Aim:
Extract each line of the data below that contains the word "shrub", copying every such line in full.

Entries for labeling object positions
============

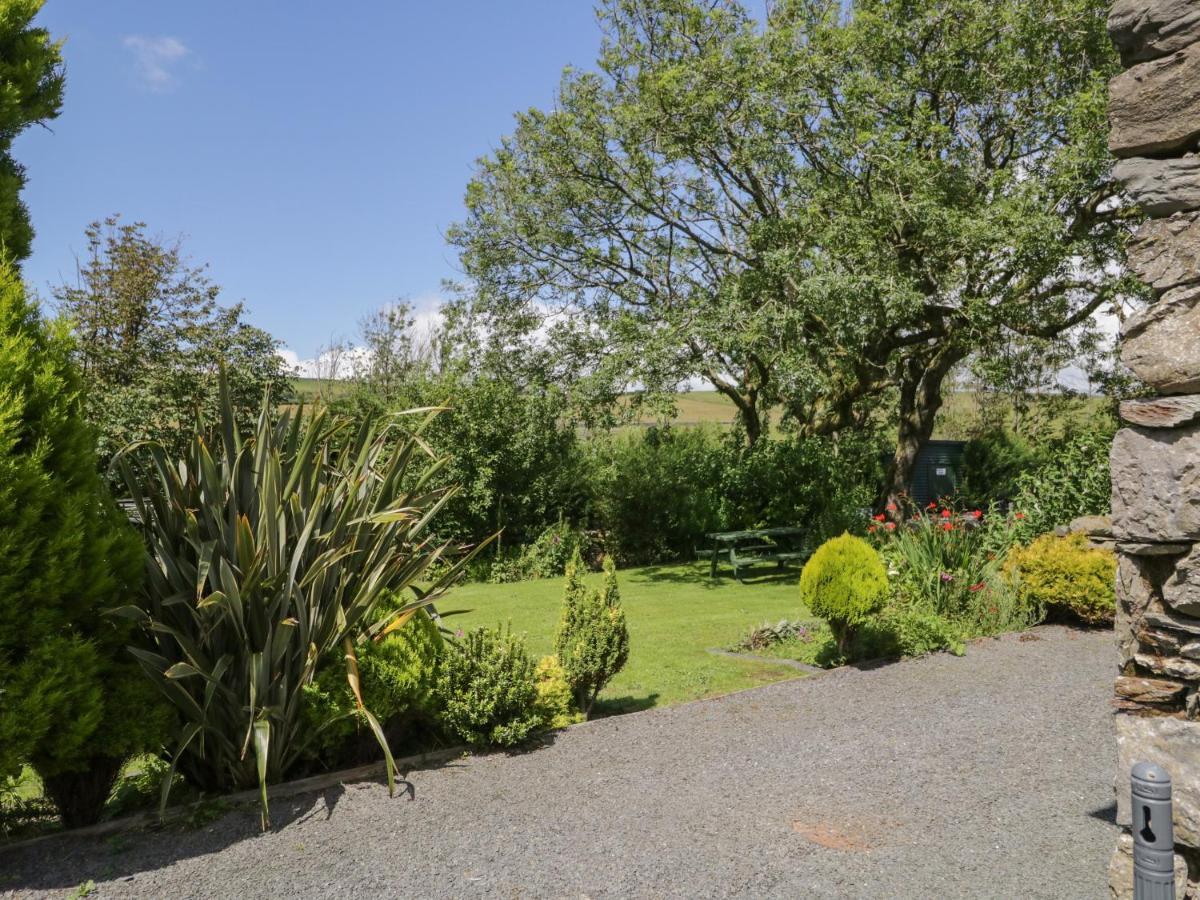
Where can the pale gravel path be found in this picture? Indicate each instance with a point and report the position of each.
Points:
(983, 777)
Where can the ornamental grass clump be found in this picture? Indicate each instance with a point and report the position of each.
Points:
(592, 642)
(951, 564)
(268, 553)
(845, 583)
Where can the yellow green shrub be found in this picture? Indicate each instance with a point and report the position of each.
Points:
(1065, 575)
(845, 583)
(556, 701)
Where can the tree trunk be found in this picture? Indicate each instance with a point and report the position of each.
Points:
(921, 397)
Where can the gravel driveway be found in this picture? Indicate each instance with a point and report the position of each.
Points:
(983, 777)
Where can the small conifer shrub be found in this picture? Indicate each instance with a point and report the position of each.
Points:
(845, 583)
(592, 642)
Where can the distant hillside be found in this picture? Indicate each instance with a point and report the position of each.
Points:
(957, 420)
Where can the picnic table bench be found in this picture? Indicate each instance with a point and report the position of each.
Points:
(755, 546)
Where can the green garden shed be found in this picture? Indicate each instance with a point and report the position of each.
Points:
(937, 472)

============

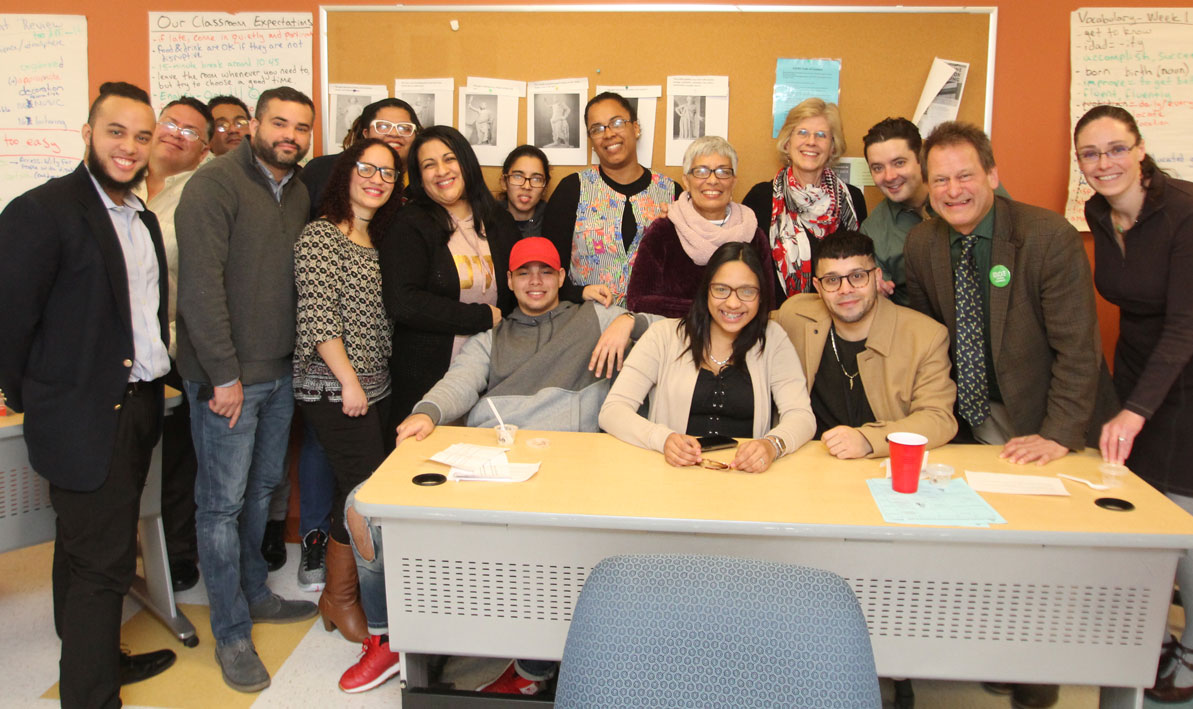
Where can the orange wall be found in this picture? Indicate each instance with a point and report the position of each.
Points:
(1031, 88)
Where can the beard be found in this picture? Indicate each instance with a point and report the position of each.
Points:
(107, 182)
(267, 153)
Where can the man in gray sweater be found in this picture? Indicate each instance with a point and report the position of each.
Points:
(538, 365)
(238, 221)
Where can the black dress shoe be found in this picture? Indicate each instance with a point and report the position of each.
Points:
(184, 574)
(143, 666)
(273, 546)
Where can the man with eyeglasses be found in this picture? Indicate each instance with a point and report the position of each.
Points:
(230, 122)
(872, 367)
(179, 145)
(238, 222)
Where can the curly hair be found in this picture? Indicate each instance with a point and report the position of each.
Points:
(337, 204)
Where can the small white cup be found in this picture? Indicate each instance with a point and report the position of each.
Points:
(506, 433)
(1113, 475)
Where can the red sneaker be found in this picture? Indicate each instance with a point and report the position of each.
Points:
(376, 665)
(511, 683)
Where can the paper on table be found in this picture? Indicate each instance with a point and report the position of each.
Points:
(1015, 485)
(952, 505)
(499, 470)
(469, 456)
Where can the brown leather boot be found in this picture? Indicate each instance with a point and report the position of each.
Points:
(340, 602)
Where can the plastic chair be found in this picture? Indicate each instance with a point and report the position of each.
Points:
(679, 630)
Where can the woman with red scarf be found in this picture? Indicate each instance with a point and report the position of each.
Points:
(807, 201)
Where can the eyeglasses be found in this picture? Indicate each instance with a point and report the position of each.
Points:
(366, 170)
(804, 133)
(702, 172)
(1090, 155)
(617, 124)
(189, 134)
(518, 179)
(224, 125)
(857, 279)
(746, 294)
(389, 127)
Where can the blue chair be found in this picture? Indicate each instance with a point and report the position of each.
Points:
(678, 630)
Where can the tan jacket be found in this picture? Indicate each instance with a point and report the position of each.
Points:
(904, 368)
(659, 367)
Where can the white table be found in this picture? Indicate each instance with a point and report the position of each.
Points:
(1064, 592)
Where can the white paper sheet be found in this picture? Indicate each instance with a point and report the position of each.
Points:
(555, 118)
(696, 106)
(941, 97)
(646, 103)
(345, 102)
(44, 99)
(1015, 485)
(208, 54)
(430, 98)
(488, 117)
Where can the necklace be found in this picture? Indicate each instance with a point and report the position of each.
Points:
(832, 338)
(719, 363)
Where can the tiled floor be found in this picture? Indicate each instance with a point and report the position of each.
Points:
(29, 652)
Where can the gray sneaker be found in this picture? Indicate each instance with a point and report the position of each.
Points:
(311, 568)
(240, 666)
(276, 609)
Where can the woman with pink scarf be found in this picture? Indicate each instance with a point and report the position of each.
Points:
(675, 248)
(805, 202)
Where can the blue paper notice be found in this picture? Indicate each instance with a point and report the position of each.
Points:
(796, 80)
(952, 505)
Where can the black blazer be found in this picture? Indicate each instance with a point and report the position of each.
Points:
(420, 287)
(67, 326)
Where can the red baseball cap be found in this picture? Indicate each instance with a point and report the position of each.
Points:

============

Response to this task:
Where can the yellow green shrub be found in this picture? Indicate each instance with a point and report the position of each.
Where can the small conifer shrub be found in this picture? Indicate each instance with a point and report the position of each.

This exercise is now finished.